=== REQUIRED WORK ===
Reproduce every line of the listing below word for word, leaving out the pictures.

Collected data entries:

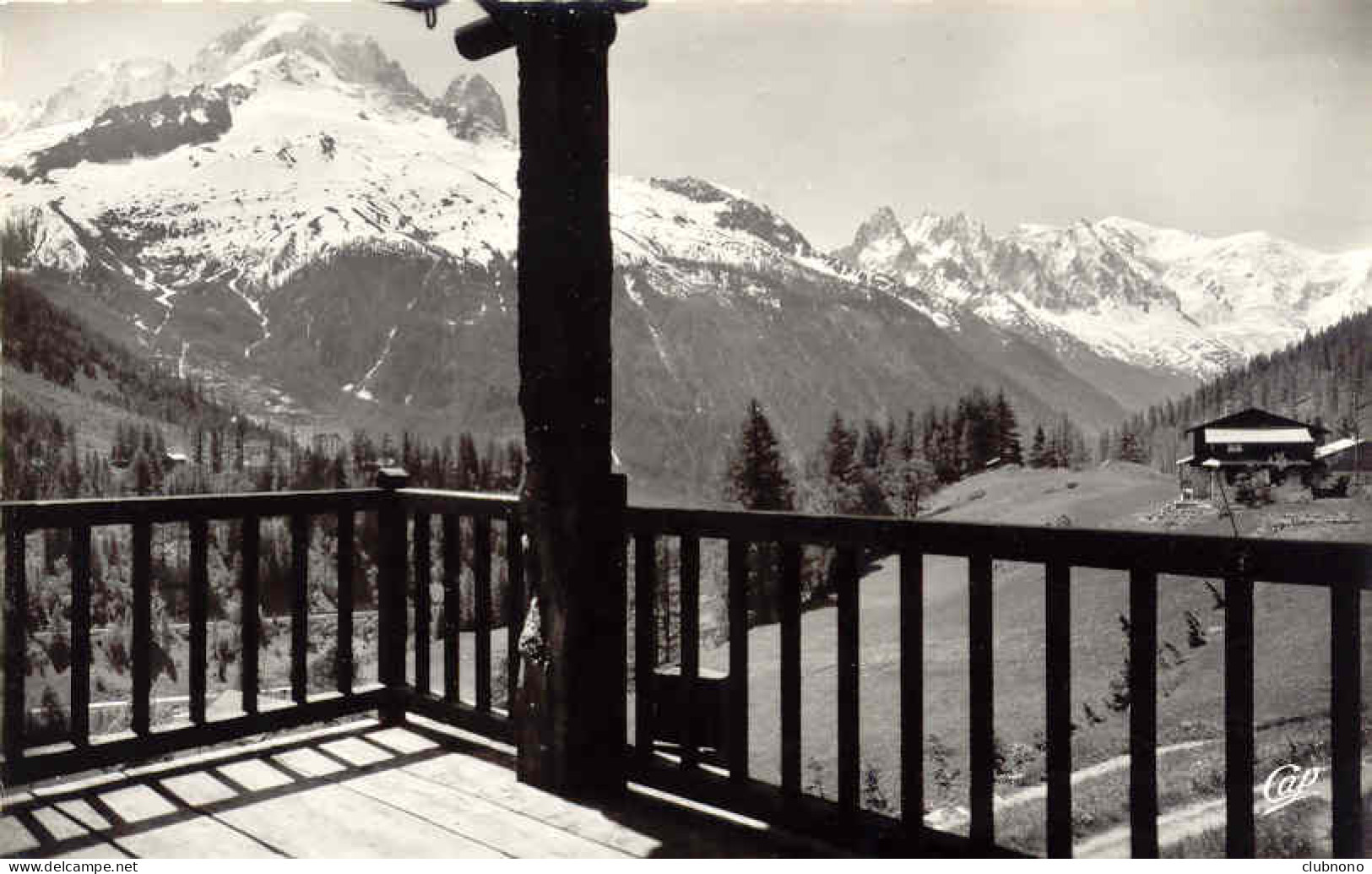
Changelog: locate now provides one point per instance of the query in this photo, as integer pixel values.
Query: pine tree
(1038, 449)
(1007, 427)
(841, 471)
(756, 471)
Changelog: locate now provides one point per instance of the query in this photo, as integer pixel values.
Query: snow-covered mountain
(294, 220)
(1161, 300)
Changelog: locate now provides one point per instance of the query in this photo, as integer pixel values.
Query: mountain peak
(880, 225)
(472, 109)
(94, 91)
(353, 59)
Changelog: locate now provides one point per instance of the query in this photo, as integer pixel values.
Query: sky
(1216, 117)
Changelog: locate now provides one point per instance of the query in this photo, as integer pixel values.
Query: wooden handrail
(1308, 562)
(1343, 568)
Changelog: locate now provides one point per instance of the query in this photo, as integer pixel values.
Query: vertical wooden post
(572, 731)
(81, 636)
(15, 643)
(1238, 715)
(1143, 714)
(393, 571)
(1058, 700)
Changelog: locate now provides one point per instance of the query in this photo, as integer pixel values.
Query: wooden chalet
(1257, 442)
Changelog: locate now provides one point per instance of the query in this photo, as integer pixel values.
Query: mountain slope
(301, 225)
(1117, 298)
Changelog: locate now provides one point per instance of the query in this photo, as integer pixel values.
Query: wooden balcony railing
(406, 527)
(1343, 568)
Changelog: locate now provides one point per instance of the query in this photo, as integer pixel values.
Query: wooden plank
(15, 643)
(981, 703)
(790, 671)
(300, 606)
(423, 611)
(645, 641)
(182, 508)
(1312, 562)
(513, 606)
(80, 564)
(393, 567)
(142, 626)
(461, 715)
(482, 575)
(441, 501)
(452, 605)
(913, 698)
(1238, 716)
(737, 729)
(74, 759)
(1345, 720)
(199, 615)
(344, 659)
(1058, 698)
(1143, 714)
(691, 647)
(849, 704)
(248, 617)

=== THE COMPLETED TASK ===
Changelog: locate now provides one point per instance of the query in this photo, as integer pixel values.
Query: pine tree
(1038, 449)
(1007, 427)
(841, 471)
(756, 471)
Changelog: locate now provides one point per instance of the query in this photo, as integer pixel values.
Query: snow-covered mountain
(294, 220)
(1161, 300)
Changelog: locate now provides one point per instance of the query in this photo, as integer pixel values.
Query: mountain peak
(880, 225)
(472, 109)
(94, 91)
(353, 59)
Changelog: locate now provides one point per instance of the query in this photo, as integer pixel values.
Query: sky
(1216, 117)
Changelog: locate now provides one point per instance of the query in this photo, as integer pixel values.
Query: wooden handrail
(1308, 562)
(1343, 568)
Changelog: locate now provides one point per instance of the query in this photo, as integer pixel values.
Query: vertical wooden post
(572, 731)
(81, 636)
(15, 643)
(1238, 715)
(1143, 714)
(393, 571)
(1058, 700)
Changelog: locate now provides one point per instance of the query in this photo, as integer pixel values.
Query: wooden chalet
(1257, 442)
Changelog: locate now provides one point per instance of the query in this photo, as integer pixel values.
Query: mountain slope
(301, 225)
(1117, 298)
Changelog: locate now provides one point per instance of the query in this photo, as integer pixel values.
Query: wooden balcony railing
(406, 527)
(1343, 568)
Changelog: locate now provides one point per instance of the query in this photo, as integer pixel values.
Query: wooden plank
(15, 643)
(981, 703)
(790, 671)
(300, 606)
(423, 611)
(645, 641)
(182, 508)
(1312, 562)
(513, 606)
(80, 564)
(393, 567)
(142, 626)
(461, 715)
(482, 575)
(441, 501)
(452, 605)
(913, 698)
(1238, 716)
(737, 729)
(74, 759)
(1345, 720)
(199, 615)
(344, 659)
(1058, 698)
(1143, 714)
(691, 647)
(849, 704)
(248, 617)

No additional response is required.